##### EXCERPTED RECORDS

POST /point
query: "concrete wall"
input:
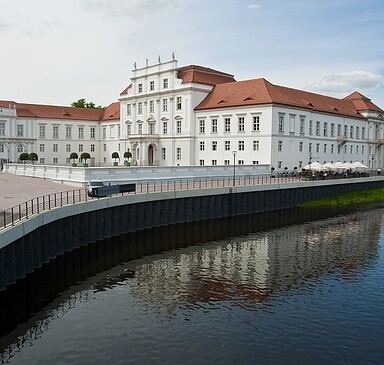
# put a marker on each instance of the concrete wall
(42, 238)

##########
##### EXCERPTED RECORDS

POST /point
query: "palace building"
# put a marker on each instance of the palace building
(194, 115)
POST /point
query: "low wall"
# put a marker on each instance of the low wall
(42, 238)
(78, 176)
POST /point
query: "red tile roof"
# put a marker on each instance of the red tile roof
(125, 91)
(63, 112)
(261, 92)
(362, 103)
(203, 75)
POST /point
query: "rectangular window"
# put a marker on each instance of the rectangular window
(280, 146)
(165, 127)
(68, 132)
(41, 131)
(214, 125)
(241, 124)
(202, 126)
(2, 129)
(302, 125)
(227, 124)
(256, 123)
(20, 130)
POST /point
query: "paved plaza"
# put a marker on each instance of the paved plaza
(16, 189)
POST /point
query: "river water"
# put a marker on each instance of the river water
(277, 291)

##########
##### EXCERPTED RECORDS

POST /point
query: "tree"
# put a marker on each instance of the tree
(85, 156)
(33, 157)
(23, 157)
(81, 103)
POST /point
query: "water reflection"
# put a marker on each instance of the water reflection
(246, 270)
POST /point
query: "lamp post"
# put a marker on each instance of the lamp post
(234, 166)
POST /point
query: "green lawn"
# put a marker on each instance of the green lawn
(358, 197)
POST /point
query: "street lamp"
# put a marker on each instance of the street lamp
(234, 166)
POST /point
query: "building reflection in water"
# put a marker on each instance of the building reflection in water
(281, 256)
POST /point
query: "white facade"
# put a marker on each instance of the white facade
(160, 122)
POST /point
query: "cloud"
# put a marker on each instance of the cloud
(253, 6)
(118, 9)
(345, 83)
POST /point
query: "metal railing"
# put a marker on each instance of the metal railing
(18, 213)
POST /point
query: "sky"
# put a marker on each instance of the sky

##########

- _WHAT THIS TASK INVOLVES_:
Collect every line above that contains the word "concrete", and copy each of those lines out in full.

- _THE REPLY_:
query: "concrete wall"
# put a marker on each instance of the concrete wall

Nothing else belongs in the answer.